[Records excerpted from a collection]
□ □ □

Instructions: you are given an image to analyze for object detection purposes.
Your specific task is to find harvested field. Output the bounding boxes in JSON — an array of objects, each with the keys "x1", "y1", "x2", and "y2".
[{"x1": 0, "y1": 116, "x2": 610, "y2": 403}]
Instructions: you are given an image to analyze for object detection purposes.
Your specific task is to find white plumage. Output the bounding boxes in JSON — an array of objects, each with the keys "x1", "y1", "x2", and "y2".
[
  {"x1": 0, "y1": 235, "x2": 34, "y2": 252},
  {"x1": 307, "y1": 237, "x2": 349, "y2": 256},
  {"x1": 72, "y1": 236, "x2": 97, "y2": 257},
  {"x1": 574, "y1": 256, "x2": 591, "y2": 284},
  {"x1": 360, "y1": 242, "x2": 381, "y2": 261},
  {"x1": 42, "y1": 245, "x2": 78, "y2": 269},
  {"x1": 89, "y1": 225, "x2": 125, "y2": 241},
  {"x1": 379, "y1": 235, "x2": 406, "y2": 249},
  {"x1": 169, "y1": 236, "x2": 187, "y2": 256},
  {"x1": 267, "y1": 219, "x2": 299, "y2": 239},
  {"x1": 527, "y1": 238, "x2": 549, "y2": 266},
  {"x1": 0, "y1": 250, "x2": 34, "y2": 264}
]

□ □ □

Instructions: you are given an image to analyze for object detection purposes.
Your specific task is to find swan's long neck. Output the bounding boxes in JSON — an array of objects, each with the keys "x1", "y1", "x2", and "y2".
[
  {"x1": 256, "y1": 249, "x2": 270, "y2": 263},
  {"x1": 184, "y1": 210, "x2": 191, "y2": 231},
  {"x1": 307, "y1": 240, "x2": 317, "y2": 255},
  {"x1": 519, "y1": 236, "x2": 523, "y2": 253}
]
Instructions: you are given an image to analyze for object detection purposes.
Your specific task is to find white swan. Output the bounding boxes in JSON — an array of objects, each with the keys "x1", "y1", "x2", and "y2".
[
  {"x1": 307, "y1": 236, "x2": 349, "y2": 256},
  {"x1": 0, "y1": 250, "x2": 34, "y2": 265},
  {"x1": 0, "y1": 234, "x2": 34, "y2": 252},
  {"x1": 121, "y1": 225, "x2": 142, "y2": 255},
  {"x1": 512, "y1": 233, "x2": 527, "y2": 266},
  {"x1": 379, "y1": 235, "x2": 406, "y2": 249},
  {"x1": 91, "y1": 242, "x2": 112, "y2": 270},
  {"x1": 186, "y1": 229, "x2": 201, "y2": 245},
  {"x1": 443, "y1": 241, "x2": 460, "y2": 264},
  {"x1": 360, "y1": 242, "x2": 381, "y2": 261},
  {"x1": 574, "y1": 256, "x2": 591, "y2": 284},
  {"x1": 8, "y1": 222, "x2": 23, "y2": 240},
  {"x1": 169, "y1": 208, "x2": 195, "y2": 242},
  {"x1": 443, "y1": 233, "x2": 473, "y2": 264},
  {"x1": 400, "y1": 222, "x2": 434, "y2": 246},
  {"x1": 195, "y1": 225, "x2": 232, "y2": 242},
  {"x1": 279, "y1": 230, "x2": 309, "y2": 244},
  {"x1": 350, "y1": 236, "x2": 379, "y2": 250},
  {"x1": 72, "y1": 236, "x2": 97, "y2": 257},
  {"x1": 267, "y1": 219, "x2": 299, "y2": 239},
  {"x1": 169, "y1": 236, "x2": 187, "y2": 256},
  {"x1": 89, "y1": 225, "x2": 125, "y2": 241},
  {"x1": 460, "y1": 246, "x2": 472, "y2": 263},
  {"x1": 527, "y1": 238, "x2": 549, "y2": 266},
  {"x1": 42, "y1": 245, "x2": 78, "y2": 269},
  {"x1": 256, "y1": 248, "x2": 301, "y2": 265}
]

□ □ □

→ **WHAT THIS TASK INVOLVES**
From the listing above, pull out every line that contains the string "specific".

→ **REPLY**
Your specific task is to find harvested field. Output the bounding boxes in JSON — an array of objects, each with the keys "x1", "y1", "x2", and "y2".
Your specific task is to find white plumage. Output the bounding boxes in JSON — an array of objects, each with the keys "x1", "y1", "x2", and "y2".
Your specific task is to find swan's long neck. Output the bounding boxes in JSON — an array of objects, each with the keys "x1", "y1", "x2", and "y2".
Your specific task is to find white swan. Output the bounding boxes in JSON — an array of objects, each with the keys "x1", "y1", "x2", and "y2".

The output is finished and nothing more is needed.